_Task item_: Below is some data. Retype exactly the lines starting at the one with "Target: arched doorway" and ending at the one with "Target: carved stone ornament".

_Supplied records_:
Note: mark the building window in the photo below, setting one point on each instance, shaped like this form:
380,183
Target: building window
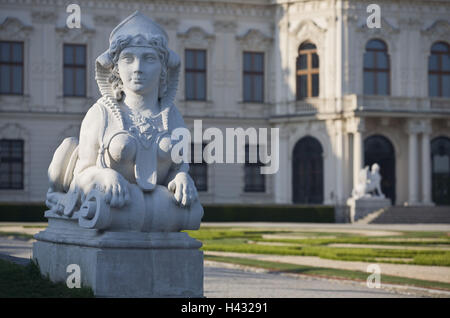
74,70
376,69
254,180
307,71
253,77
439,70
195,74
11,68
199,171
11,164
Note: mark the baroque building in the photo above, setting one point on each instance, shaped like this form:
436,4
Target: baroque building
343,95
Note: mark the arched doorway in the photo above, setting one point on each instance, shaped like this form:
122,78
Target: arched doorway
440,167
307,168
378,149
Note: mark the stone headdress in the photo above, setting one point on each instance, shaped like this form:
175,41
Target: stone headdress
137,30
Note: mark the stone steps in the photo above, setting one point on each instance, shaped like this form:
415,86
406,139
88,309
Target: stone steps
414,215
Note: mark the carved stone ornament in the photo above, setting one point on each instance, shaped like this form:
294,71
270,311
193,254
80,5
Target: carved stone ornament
...
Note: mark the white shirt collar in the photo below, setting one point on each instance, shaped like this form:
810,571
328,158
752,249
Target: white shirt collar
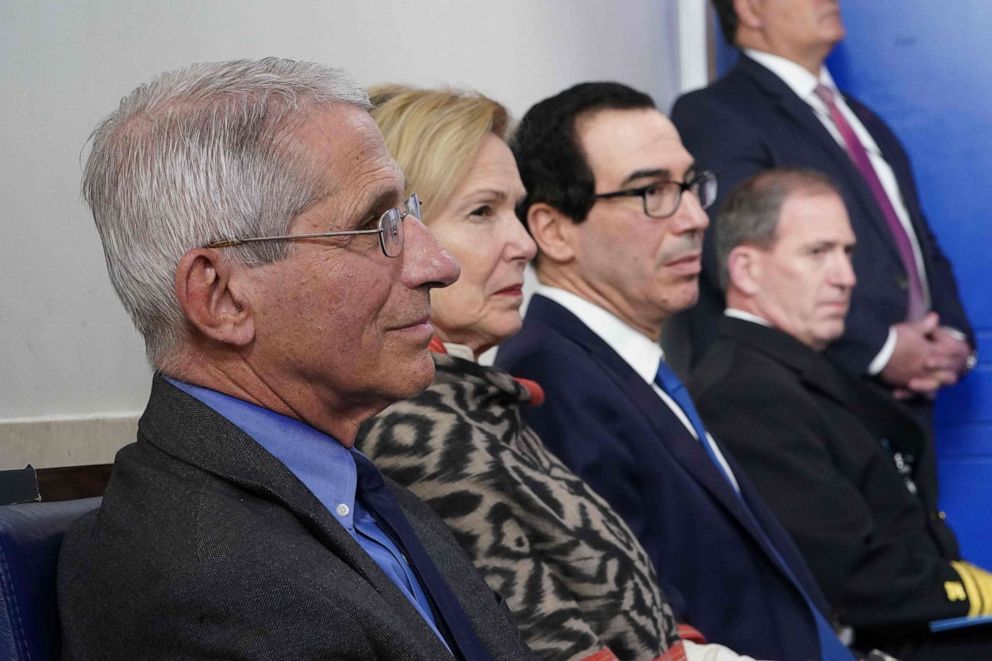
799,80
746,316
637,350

_Response_:
Target: arched doorway
440,167
307,168
378,149
Note: mark the stone headdress in the photo above, setting one point on each instance, shaped like this form:
175,41
Target: stone headdress
137,30
Note: mark the stone steps in the photo above, setting one point on each instance, shaped like this form:
415,86
406,139
88,309
Target: stone steps
414,215
Note: mark the carved stone ornament in the photo above, setting one point on each instance, shaped like this form:
294,71
270,311
193,254
80,5
Target: carved stone ornament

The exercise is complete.